PAGE EXCERPT
--------------------------------
# More rats?



## RatloverDan (Jul 21, 2013)

We had four rats that almost reached 3 years old.We got two new babies to keep whoever was left out of the original four company. 

We never thought we could love any other babies as our four were so perfect!! But we do so much as they are completely different characters. 

Today I was on my breeders page looking at her soon to be litters and my other half got a bit upset. 

Is it bad for me to be thinking about if the right baby came along to add to our mischief? 

Our old man is 31 months 
The babies are 9 weeks 

They have all integrated and are so happy I just think we should be open to maybe having more as we have so much love to give. 

What does everyone think? 

I was only thinking of possibly getting one or two more. (Our cage is huge)


----------



## lalalauren (Jul 3, 2013)

I say if you have the time, money and space to add more rats, then more is good! But then I might be a bad influence...
--------------------------------
PROVIDED INFORMATION
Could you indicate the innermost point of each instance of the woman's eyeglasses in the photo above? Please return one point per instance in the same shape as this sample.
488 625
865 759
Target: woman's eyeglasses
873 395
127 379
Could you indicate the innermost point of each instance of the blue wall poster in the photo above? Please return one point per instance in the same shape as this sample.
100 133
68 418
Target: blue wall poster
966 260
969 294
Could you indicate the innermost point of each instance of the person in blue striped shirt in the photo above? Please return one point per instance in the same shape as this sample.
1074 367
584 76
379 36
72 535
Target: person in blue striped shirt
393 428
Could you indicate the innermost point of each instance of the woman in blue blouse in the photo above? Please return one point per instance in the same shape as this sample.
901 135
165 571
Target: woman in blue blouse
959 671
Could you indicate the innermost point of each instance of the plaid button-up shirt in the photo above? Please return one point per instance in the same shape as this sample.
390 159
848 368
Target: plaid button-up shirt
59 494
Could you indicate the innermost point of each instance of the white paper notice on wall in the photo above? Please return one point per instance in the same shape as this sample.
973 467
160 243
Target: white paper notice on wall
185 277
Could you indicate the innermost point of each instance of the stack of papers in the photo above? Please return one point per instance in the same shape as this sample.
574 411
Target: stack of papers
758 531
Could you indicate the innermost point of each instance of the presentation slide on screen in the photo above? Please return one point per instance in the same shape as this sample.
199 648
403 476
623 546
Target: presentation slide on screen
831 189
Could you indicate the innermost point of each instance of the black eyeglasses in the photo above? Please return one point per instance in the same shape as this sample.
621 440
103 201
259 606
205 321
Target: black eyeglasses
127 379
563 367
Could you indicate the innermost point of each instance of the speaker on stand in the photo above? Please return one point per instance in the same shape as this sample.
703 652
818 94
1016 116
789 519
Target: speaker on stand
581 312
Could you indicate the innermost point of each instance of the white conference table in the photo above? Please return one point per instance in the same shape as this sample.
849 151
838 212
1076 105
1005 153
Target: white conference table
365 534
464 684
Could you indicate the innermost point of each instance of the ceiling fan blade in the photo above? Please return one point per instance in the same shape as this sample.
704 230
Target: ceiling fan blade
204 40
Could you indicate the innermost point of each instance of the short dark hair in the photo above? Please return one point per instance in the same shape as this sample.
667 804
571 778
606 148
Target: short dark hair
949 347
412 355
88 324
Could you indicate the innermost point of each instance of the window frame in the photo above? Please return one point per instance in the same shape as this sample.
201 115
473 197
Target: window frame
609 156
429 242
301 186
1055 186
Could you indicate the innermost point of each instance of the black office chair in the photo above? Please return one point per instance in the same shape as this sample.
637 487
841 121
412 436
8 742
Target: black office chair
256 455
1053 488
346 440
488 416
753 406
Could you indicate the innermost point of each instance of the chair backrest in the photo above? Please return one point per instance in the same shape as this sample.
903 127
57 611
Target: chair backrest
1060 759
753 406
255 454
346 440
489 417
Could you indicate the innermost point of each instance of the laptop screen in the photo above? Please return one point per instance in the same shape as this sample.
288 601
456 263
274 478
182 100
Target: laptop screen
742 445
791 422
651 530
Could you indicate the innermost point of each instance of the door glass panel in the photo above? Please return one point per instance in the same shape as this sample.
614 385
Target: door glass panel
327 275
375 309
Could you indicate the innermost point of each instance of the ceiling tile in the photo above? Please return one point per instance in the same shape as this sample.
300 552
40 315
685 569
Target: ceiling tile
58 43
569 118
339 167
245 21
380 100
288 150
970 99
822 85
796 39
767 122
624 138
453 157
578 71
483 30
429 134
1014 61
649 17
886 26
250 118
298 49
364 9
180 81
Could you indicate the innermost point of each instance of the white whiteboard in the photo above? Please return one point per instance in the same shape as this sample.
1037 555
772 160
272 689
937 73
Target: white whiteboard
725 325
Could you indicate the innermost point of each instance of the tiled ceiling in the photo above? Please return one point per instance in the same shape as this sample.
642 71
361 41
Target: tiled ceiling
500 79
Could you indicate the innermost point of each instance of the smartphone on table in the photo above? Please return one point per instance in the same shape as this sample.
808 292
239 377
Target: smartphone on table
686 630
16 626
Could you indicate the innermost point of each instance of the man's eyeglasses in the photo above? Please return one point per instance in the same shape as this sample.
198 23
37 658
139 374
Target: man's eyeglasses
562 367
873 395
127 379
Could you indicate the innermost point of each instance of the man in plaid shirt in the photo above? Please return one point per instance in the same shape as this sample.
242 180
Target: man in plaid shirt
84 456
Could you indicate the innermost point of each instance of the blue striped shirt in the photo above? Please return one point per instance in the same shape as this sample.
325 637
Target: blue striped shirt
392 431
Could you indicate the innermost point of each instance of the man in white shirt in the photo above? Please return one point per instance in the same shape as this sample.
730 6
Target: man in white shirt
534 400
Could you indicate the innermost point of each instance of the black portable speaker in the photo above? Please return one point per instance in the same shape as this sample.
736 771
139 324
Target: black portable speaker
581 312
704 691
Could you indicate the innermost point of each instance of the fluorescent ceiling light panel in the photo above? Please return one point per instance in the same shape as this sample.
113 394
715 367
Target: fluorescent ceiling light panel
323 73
--------------------------------
GOAL
In the forum thread about adding more rats, why did the first poster get the two new babies? Answer in one to three sentences.

TASK RESULT
The two babies were meant to keep company with whichever of the original four rats were still left.